Here is the second in the series of interviews given by local artist Stephanie Fonteyn (see first interview here). In this article Stephanie speaks to Uli Van Neyghem, a German painter living in Céligny.
Note: Uli will be holding an “apéro” in her art studio on Friday the 4th of November from 17:00 to 20:00 Address: Route de Trelex 8, in Duillier. This event is a shared event with Uli, Stephanie and artist Simone Monney. Stephanie helps to run these collaborative art workshops between artists. The apéro is an opportunity to have a drink, soak up an arty atmosphère in an artists studio et in a bohemian style loft!
Over to Stephanie.
Capturing atmospheric scenes – Uli Van Neyghem
Uli van Neyghem is a charming German painter who lives in a converted farmhouse in Céligny beautifully decorated with her paintings. Her art studio is a luminous bohemian loft based in Duillier. Her father and aunt are both painters and she grew up surrounded by her father’s paintings. Uli is a self-taught artist, with a passion for interior decoration and creating ambiances. Her paintings capture calming and atmospheric scenes that would look beautiful in both traditional and modern homes.
Living in Nyon: “When did you first discover your artistic talents?”
Uli: “ I was always creative and painting. When I was fifteen, I produced my first real painting on canvas to decorate my bedroom. It was inspired by Gauguin”.
LIN: “When did you decide to become an artist?”
UvN: “It happened gradually. After university, I was working for an international company for 15 years. When my children were born I had my own translation business for six years based in Germany and Switzerland. I had always painted for my own walls. When I was living in Luxembourg, a neighbour asked if I could paint something for their home. After that, it was a snow ball effect; neighbours, friends and expats in the area were buying and commissioning still life’s and scenes from Luxembourg as a special souvenir of their time in the country.”
LIN: “Describe a real life situation that inspired you?”
UvN: “I am very much inspired by the beauty in the little things. The beauty that can be found in everyday life, like the light catching on the lemons on the kitchen counter when I get home from shopping, or the light reflecting on the water when the boats are moored for winter. It’s like the promise of the summer to come.
I love to learn and research Swiss customs and reflect them in my art. It is a way for me to paint my new home country (Switzerland) and make me feel at home, since I did not grow up here. My paintings inspired by Switzerland help me to get to know and feel close to the place. We are very happy to be based here permanently.
I am also inspired when I travel on vacation and have painted typical French scenes such as the “Boulanger”, “Kiss in Paris” and “Jeu de boules”.
LIN: “I hear you paint a lot of commissions, can you tell me about this process?”
UvN: “I work with customers who like my style and like the idea to have a personalized painting that matches their tastes in colour, size and topic. Using my passion for interior decoration, I can help guide my clients through the creative process of creating a personalised painting for their home.”
LIN: “Can you give me some examples of commissioned paintings you have created?”
UvN: “Yes. There was a couple that asked for a painting of Venice because he proposed to her there. The painting is a visual memento of this special event.
Other customers are enthusiastic about the lake and sailing and ask me to reflect their passion in their in paintings.
Sometimes people leaving Geneva ask for a special memento of their time living here and have commissioned paintings of the “Jet d’’eau”.
LIN: “Can you explain your technique?”

---

**WHAT IS ASKED**
A: According to the interview, why does Uli research Swiss customs and put them into her paintings? Answer in one to three sentences.
B: Arrange the rows from the one containing "snow covered field -> mask for every instance" through the end of the rows as a Markdown table with the columns n and Line, skipping blank rows.
The interview and the rows have nothing to do with each other.

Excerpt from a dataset
---

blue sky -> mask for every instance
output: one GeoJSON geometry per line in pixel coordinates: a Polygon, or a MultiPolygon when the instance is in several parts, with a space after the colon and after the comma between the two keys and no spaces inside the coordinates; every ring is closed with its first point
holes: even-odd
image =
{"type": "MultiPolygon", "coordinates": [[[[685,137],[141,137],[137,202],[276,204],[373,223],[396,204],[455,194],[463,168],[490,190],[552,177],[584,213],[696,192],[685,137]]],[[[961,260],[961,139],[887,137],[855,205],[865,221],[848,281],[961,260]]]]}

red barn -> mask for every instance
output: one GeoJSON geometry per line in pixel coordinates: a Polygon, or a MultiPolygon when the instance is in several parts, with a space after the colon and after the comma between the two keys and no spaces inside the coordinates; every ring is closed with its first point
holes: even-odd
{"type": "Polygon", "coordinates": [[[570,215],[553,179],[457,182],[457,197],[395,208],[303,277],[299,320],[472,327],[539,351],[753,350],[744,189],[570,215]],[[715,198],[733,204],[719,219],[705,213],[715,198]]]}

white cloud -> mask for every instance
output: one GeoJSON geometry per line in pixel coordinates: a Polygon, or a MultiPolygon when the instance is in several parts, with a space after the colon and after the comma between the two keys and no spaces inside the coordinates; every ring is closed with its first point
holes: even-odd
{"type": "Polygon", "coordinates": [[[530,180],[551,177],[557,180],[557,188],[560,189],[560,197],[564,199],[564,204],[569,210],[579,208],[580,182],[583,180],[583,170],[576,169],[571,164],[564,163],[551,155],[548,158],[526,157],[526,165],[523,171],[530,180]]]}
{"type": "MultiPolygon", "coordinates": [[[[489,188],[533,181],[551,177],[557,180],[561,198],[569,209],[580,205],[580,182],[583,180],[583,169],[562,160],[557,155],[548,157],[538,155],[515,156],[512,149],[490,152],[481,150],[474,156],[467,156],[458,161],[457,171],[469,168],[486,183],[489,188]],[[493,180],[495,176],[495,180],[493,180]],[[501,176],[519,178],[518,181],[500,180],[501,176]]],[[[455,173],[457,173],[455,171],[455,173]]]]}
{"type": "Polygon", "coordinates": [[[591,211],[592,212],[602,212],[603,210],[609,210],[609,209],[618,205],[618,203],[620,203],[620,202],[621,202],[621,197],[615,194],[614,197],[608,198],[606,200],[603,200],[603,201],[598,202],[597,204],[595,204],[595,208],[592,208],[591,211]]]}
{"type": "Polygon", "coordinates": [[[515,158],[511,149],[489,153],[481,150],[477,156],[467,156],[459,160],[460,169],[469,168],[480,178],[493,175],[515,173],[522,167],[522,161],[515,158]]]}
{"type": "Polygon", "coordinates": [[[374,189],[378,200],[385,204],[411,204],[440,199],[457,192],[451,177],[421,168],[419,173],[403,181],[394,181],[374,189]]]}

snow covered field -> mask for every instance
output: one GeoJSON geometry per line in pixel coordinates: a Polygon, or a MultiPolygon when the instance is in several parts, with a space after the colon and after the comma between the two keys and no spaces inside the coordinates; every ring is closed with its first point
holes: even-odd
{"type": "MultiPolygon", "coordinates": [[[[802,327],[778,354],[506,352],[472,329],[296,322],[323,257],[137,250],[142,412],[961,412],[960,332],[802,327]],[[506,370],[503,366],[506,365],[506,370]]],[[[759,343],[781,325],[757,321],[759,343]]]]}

---

**RESULTS BY TASK**
A: She sees it as a way to paint her new home country and feel at home there, since she did not grow up in Switzerland. Her paintings inspired by Switzerland help her get to know the place and feel close to it.

B:
| n | Line |
|---|---|
| 1 | snow covered field -> mask for every instance |
| 2 | output: one GeoJSON geometry per line in pixel coordinates: a Polygon, or a MultiPolygon when the instance is in several parts, with a space after the colon and after the comma between the two keys and no spaces inside the coordinates; every ring is closed with its first point |
| 3 | holes: even-odd |
| 4 | {"type": "MultiPolygon", "coordinates": [[[[802,327],[778,354],[506,352],[472,329],[296,322],[323,257],[137,250],[142,412],[961,412],[960,332],[802,327]],[[506,370],[503,366],[506,365],[506,370]]],[[[759,343],[781,325],[757,321],[759,343]]]]} |